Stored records

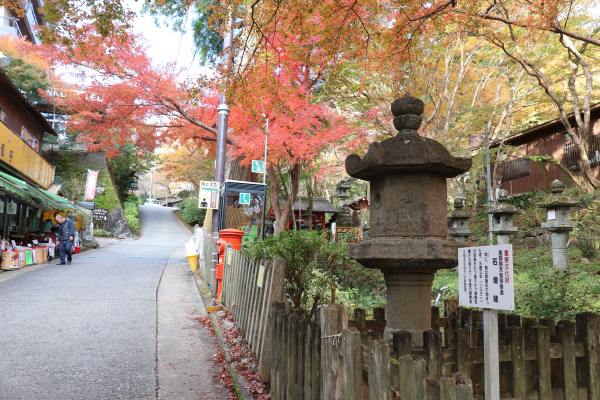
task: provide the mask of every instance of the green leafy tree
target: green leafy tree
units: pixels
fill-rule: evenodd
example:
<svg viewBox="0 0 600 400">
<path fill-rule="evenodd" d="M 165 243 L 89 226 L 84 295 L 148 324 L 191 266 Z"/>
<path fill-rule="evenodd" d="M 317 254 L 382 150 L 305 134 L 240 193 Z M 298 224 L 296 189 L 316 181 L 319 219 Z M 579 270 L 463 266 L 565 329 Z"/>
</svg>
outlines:
<svg viewBox="0 0 600 400">
<path fill-rule="evenodd" d="M 204 0 L 190 5 L 188 2 L 165 0 L 147 3 L 143 11 L 154 17 L 156 25 L 160 26 L 161 22 L 165 22 L 176 32 L 185 31 L 188 18 L 194 18 L 192 29 L 196 45 L 195 54 L 201 64 L 207 64 L 216 61 L 223 50 L 223 38 L 217 28 L 222 21 L 215 18 L 218 3 L 216 0 Z M 166 21 L 161 17 L 165 17 Z"/>
<path fill-rule="evenodd" d="M 156 157 L 140 153 L 138 148 L 128 143 L 120 148 L 120 154 L 109 160 L 108 165 L 115 179 L 115 189 L 121 202 L 127 198 L 129 185 L 137 182 L 138 176 L 150 171 Z"/>
</svg>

*WHAT IS REQUIRED*. Exclude all images and restate the records above word for word.

*ANSWER BELOW*.
task: provide the mask of every instance of the green leafy tree
target: green leafy tree
units: pixels
fill-rule: evenodd
example:
<svg viewBox="0 0 600 400">
<path fill-rule="evenodd" d="M 165 243 L 89 226 L 84 295 L 148 324 L 191 266 Z"/>
<path fill-rule="evenodd" d="M 317 254 L 382 150 L 305 134 L 240 193 Z M 298 224 L 296 189 L 316 181 L 319 219 Z M 579 270 L 463 266 L 565 329 Z"/>
</svg>
outlines:
<svg viewBox="0 0 600 400">
<path fill-rule="evenodd" d="M 204 0 L 190 5 L 188 2 L 165 0 L 147 3 L 143 11 L 154 17 L 156 25 L 160 26 L 161 22 L 165 22 L 176 32 L 185 31 L 188 18 L 194 18 L 192 29 L 196 45 L 195 54 L 201 64 L 207 64 L 216 61 L 223 50 L 223 38 L 217 28 L 222 21 L 215 18 L 218 3 L 216 0 Z M 166 21 L 161 17 L 165 17 Z"/>
<path fill-rule="evenodd" d="M 156 157 L 140 153 L 138 148 L 128 143 L 120 148 L 120 154 L 109 160 L 108 165 L 115 179 L 115 189 L 121 202 L 127 198 L 129 185 L 137 182 L 138 176 L 150 171 Z"/>
</svg>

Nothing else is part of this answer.